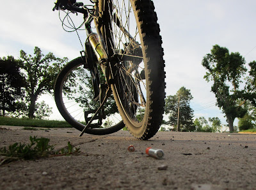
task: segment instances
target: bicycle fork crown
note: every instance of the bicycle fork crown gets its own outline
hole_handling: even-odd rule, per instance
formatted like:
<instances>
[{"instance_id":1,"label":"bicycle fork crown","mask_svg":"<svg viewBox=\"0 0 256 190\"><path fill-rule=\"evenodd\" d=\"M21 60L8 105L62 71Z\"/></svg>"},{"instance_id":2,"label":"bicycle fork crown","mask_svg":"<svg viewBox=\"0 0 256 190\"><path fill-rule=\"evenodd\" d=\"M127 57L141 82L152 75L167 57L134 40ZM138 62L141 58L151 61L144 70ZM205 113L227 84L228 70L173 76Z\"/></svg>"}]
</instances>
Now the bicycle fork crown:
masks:
<instances>
[{"instance_id":1,"label":"bicycle fork crown","mask_svg":"<svg viewBox=\"0 0 256 190\"><path fill-rule=\"evenodd\" d=\"M89 35L89 41L99 61L108 58L107 54L100 45L97 34L91 33Z\"/></svg>"}]
</instances>

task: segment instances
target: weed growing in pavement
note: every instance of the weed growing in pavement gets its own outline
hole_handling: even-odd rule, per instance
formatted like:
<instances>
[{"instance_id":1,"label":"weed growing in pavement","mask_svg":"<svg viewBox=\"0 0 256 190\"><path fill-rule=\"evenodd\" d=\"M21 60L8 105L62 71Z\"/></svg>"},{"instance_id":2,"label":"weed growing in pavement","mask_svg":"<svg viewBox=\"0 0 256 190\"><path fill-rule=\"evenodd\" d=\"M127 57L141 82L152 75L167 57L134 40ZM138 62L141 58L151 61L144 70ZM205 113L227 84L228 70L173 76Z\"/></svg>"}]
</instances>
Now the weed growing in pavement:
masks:
<instances>
[{"instance_id":1,"label":"weed growing in pavement","mask_svg":"<svg viewBox=\"0 0 256 190\"><path fill-rule=\"evenodd\" d=\"M74 147L70 142L68 142L67 148L61 148L60 151L56 152L56 155L70 155L71 154L76 154L79 152L80 148Z\"/></svg>"},{"instance_id":2,"label":"weed growing in pavement","mask_svg":"<svg viewBox=\"0 0 256 190\"><path fill-rule=\"evenodd\" d=\"M0 160L0 166L20 159L35 160L49 155L68 155L79 152L79 148L74 148L69 141L67 148L54 152L54 146L49 145L49 139L30 136L29 139L30 144L15 143L8 148L1 148L0 155L4 156L4 158Z\"/></svg>"}]
</instances>

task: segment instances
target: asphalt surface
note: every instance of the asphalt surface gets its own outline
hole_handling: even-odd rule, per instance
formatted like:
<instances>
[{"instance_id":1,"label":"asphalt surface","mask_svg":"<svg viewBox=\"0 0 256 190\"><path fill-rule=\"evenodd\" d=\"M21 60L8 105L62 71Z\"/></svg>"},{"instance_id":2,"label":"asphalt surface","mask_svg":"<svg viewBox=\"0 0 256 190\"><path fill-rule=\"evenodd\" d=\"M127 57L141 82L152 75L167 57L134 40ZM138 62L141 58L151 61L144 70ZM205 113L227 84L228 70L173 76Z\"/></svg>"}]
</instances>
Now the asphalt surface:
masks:
<instances>
[{"instance_id":1,"label":"asphalt surface","mask_svg":"<svg viewBox=\"0 0 256 190\"><path fill-rule=\"evenodd\" d=\"M0 126L0 147L37 136L49 138L56 150L68 141L80 148L76 155L1 166L0 189L256 189L255 134L159 132L140 141L123 131L79 134ZM131 145L134 152L128 151ZM163 158L145 154L148 146L162 149Z\"/></svg>"}]
</instances>

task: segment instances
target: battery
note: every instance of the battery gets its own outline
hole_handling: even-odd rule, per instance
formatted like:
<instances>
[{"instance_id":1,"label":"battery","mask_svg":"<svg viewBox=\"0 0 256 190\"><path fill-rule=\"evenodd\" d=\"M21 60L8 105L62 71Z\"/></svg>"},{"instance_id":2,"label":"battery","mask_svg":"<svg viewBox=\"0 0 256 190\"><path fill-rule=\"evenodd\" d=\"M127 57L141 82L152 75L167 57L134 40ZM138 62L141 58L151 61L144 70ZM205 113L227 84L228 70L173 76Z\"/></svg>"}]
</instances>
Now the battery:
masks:
<instances>
[{"instance_id":1,"label":"battery","mask_svg":"<svg viewBox=\"0 0 256 190\"><path fill-rule=\"evenodd\" d=\"M134 148L134 146L133 146L133 145L129 146L129 147L128 147L129 152L134 152L134 150L135 150L135 148Z\"/></svg>"},{"instance_id":2,"label":"battery","mask_svg":"<svg viewBox=\"0 0 256 190\"><path fill-rule=\"evenodd\" d=\"M164 154L161 149L155 149L151 147L148 147L146 148L146 154L149 156L154 157L156 159L162 159Z\"/></svg>"}]
</instances>

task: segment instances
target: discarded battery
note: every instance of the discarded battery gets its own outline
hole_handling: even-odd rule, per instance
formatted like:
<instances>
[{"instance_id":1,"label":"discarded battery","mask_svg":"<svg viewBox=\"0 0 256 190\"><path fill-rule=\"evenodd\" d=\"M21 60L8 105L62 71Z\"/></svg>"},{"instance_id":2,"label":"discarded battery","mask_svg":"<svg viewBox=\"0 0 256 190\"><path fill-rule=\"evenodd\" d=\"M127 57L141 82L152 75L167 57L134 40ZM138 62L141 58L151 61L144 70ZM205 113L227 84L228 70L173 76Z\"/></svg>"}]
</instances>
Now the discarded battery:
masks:
<instances>
[{"instance_id":1,"label":"discarded battery","mask_svg":"<svg viewBox=\"0 0 256 190\"><path fill-rule=\"evenodd\" d=\"M129 152L134 152L134 150L135 150L134 146L133 146L133 145L129 146L128 150L129 150Z\"/></svg>"},{"instance_id":2,"label":"discarded battery","mask_svg":"<svg viewBox=\"0 0 256 190\"><path fill-rule=\"evenodd\" d=\"M161 159L164 156L164 154L161 149L154 149L151 147L146 148L146 154L150 156L154 157L156 159Z\"/></svg>"}]
</instances>

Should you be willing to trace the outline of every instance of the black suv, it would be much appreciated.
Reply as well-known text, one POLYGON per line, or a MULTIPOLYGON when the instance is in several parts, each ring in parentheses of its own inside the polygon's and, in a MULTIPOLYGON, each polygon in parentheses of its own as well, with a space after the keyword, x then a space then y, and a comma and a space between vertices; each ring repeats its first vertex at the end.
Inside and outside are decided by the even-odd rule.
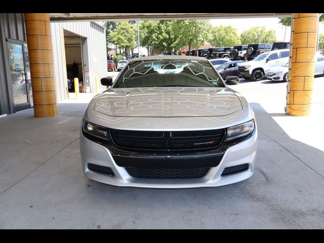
__________________________________________________
## Aim
Could you copy out every one of the records above word for word, leaving the pictures out of your transcription?

## Exercise response
task: segment instances
target: bicycle fork crown
note: every instance of the bicycle fork crown gets its own outline
hole_handling: even-odd rule, per instance
formatted like:
<instances>
[{"instance_id":1,"label":"bicycle fork crown","mask_svg":"<svg viewBox=\"0 0 256 190\"><path fill-rule=\"evenodd\" d=\"M21 60L8 105L62 71Z\"/></svg>"},{"instance_id":2,"label":"bicycle fork crown","mask_svg":"<svg viewBox=\"0 0 256 190\"><path fill-rule=\"evenodd\" d=\"M127 57L141 82L152 75L167 57L134 40ZM138 62L141 58L151 61L144 70ZM205 113L227 84L228 70L173 76Z\"/></svg>"}]
</instances>
Now the bicycle fork crown:
masks:
<instances>
[{"instance_id":1,"label":"bicycle fork crown","mask_svg":"<svg viewBox=\"0 0 256 190\"><path fill-rule=\"evenodd\" d=\"M89 35L89 41L99 61L108 58L107 54L100 45L97 34L91 33Z\"/></svg>"}]
</instances>

task: segment instances
target: weed growing in pavement
note: every instance of the weed growing in pavement gets its own outline
hole_handling: even-odd rule, per instance
formatted like:
<instances>
[{"instance_id":1,"label":"weed growing in pavement","mask_svg":"<svg viewBox=\"0 0 256 190\"><path fill-rule=\"evenodd\" d=\"M21 60L8 105L62 71Z\"/></svg>"},{"instance_id":2,"label":"weed growing in pavement","mask_svg":"<svg viewBox=\"0 0 256 190\"><path fill-rule=\"evenodd\" d=\"M127 57L141 82L152 75L167 57L134 40ZM138 62L141 58L151 61L144 70ZM205 113L227 84L228 70L173 76Z\"/></svg>"}]
</instances>
Now the weed growing in pavement:
masks:
<instances>
[{"instance_id":1,"label":"weed growing in pavement","mask_svg":"<svg viewBox=\"0 0 256 190\"><path fill-rule=\"evenodd\" d=\"M74 147L70 142L68 142L67 148L61 148L60 151L56 152L56 155L70 155L71 154L76 154L79 152L80 148Z\"/></svg>"},{"instance_id":2,"label":"weed growing in pavement","mask_svg":"<svg viewBox=\"0 0 256 190\"><path fill-rule=\"evenodd\" d=\"M0 160L0 166L20 159L35 160L49 155L68 155L79 152L79 148L74 148L69 141L67 148L54 152L54 146L49 145L49 139L30 136L29 139L30 144L15 143L8 148L1 148L0 155L4 156L4 158Z\"/></svg>"}]
</instances>

task: segment instances
target: asphalt surface
note: every instance of the asphalt surface gets its own outline
hole_handling: even-odd rule, per instance
formatted like:
<instances>
[{"instance_id":1,"label":"asphalt surface","mask_svg":"<svg viewBox=\"0 0 256 190\"><path fill-rule=\"evenodd\" d=\"M21 60L8 105L62 71Z\"/></svg>"},{"instance_id":2,"label":"asphalt surface","mask_svg":"<svg viewBox=\"0 0 256 190\"><path fill-rule=\"evenodd\" d=\"M127 57L141 82L152 75L167 57L134 40ZM138 62L141 58L151 61L144 70ZM205 113L227 84L228 70L173 76Z\"/></svg>"}]
</instances>
Now the asphalt surface:
masks:
<instances>
[{"instance_id":1,"label":"asphalt surface","mask_svg":"<svg viewBox=\"0 0 256 190\"><path fill-rule=\"evenodd\" d=\"M0 126L0 147L37 136L49 138L56 150L68 141L80 148L76 155L1 166L0 189L256 189L255 134L159 132L140 141L123 131L79 134ZM131 145L134 152L128 151ZM163 158L145 154L148 146L162 149Z\"/></svg>"}]
</instances>

task: segment instances
target: battery
note: every instance of the battery gets its own outline
hole_handling: even-odd rule, per instance
formatted like:
<instances>
[{"instance_id":1,"label":"battery","mask_svg":"<svg viewBox=\"0 0 256 190\"><path fill-rule=\"evenodd\" d=\"M21 60L8 105L62 71Z\"/></svg>"},{"instance_id":2,"label":"battery","mask_svg":"<svg viewBox=\"0 0 256 190\"><path fill-rule=\"evenodd\" d=\"M127 57L141 82L152 75L167 57L134 40ZM138 62L141 58L151 61L144 70ZM205 113L227 84L228 70L173 76Z\"/></svg>"}]
</instances>
Now the battery:
masks:
<instances>
[{"instance_id":1,"label":"battery","mask_svg":"<svg viewBox=\"0 0 256 190\"><path fill-rule=\"evenodd\" d=\"M134 148L134 146L133 146L133 145L129 146L129 147L128 147L129 152L134 152L134 150L135 150L135 148Z\"/></svg>"},{"instance_id":2,"label":"battery","mask_svg":"<svg viewBox=\"0 0 256 190\"><path fill-rule=\"evenodd\" d=\"M164 154L161 149L155 149L151 147L148 147L146 148L146 154L149 156L154 157L156 159L162 159Z\"/></svg>"}]
</instances>

task: segment instances
target: discarded battery
note: every instance of the discarded battery gets its own outline
hole_handling: even-odd rule, per instance
formatted like:
<instances>
[{"instance_id":1,"label":"discarded battery","mask_svg":"<svg viewBox=\"0 0 256 190\"><path fill-rule=\"evenodd\" d=\"M21 60L8 105L62 71Z\"/></svg>"},{"instance_id":2,"label":"discarded battery","mask_svg":"<svg viewBox=\"0 0 256 190\"><path fill-rule=\"evenodd\" d=\"M127 57L141 82L152 75L167 57L134 40ZM138 62L141 58L151 61L144 70ZM205 113L227 84L228 70L173 76Z\"/></svg>"}]
</instances>
Now the discarded battery:
masks:
<instances>
[{"instance_id":1,"label":"discarded battery","mask_svg":"<svg viewBox=\"0 0 256 190\"><path fill-rule=\"evenodd\" d=\"M129 152L134 152L134 150L135 150L134 146L133 146L133 145L129 146L128 150L129 150Z\"/></svg>"},{"instance_id":2,"label":"discarded battery","mask_svg":"<svg viewBox=\"0 0 256 190\"><path fill-rule=\"evenodd\" d=\"M161 159L164 156L164 154L161 149L154 149L151 147L146 148L146 154L150 156L154 157L156 159Z\"/></svg>"}]
</instances>

Should you be willing to trace the outline of every instance of the black suv, it would be much appreciated.
Reply as well-known text, one POLYGON per line, or a MULTIPOLYGON when the instance is in several parts, each ring in parentheses of its own inside the polygon's and, in a MULTIPOLYGON, each polygon in parentheses of its own as well, with a space after the keyword, x then a space then y, and a comma and a space between vertices; each ring repeats its first vertex at the end.
Inside and outside are decided by the even-odd rule.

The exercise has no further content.